▶ [Task directions]
Repeat the stretch of entries below from the line with "positive clicks: (380, 216)" through the line with "rough mask: <svg". Include both ends and add nothing.

▶ [Records to process]
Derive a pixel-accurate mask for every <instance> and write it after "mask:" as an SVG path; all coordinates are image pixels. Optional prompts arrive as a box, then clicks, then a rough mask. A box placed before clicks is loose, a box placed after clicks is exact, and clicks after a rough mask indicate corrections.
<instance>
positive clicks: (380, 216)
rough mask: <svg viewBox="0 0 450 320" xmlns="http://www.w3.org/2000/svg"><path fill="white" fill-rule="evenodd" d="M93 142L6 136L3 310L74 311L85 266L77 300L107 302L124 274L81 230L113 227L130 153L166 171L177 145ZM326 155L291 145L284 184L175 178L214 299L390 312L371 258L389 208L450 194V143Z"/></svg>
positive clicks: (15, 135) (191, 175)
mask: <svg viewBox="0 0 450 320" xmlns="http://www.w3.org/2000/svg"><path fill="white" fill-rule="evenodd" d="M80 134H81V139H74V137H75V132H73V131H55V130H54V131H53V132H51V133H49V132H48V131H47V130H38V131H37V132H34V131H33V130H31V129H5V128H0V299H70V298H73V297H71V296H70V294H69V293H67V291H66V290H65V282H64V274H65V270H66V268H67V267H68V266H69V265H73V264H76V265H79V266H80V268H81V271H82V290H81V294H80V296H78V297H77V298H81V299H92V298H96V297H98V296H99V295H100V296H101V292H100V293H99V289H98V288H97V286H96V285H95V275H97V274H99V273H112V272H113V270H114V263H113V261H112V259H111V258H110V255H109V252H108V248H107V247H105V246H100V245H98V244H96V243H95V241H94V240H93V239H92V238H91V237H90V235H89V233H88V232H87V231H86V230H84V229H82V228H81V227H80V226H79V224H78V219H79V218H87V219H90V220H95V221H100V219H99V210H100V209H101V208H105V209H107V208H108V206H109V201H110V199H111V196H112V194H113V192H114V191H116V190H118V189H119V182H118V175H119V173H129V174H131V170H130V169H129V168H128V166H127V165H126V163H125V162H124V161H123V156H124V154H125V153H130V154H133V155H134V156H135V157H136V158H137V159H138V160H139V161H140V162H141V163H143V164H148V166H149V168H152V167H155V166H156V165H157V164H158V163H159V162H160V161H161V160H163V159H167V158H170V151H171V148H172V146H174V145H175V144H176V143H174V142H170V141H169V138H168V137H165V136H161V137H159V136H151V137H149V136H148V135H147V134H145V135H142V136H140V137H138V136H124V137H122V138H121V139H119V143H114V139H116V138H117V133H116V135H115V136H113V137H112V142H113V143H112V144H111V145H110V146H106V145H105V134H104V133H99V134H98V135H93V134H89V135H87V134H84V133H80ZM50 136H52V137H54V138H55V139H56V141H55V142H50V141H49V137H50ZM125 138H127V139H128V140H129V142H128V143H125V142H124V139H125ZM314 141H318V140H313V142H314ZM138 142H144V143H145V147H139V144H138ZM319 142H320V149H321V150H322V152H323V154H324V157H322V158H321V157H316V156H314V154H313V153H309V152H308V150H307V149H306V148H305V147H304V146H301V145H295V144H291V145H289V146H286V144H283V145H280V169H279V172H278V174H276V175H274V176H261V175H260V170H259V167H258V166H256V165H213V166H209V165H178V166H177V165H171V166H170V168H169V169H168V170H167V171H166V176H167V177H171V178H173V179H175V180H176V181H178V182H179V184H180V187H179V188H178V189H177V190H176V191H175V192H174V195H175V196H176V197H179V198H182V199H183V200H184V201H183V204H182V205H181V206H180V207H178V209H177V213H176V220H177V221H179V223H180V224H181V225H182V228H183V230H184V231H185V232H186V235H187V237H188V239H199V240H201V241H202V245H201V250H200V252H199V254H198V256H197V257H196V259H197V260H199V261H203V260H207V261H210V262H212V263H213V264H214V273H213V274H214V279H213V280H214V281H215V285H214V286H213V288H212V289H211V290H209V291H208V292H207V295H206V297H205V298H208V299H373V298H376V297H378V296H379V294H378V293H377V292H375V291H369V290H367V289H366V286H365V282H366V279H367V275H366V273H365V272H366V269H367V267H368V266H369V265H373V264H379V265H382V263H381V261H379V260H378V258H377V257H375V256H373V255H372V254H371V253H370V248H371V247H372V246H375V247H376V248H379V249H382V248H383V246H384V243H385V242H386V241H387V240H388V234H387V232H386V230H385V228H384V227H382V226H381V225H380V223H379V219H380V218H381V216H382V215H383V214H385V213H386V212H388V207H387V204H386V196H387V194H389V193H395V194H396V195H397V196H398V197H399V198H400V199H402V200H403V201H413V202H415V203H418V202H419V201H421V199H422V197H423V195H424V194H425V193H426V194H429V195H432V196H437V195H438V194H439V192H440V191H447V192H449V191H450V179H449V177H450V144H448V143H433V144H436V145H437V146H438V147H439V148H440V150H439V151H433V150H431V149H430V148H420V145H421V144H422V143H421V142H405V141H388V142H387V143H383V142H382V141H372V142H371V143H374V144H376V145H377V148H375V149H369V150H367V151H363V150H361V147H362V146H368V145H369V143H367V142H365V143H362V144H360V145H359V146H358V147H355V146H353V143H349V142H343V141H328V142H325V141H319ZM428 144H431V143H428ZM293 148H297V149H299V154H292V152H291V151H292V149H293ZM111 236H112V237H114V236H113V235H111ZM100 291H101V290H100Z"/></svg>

▶ [Solution]
positive clicks: (380, 216)
rough mask: <svg viewBox="0 0 450 320" xmlns="http://www.w3.org/2000/svg"><path fill="white" fill-rule="evenodd" d="M93 142L6 136L3 310L74 311L85 266L77 300L107 302L124 274L81 230L113 227L130 153L166 171L177 145ZM326 155L291 145L284 184L175 178L214 299L390 312L371 258L389 208L450 194V143Z"/></svg>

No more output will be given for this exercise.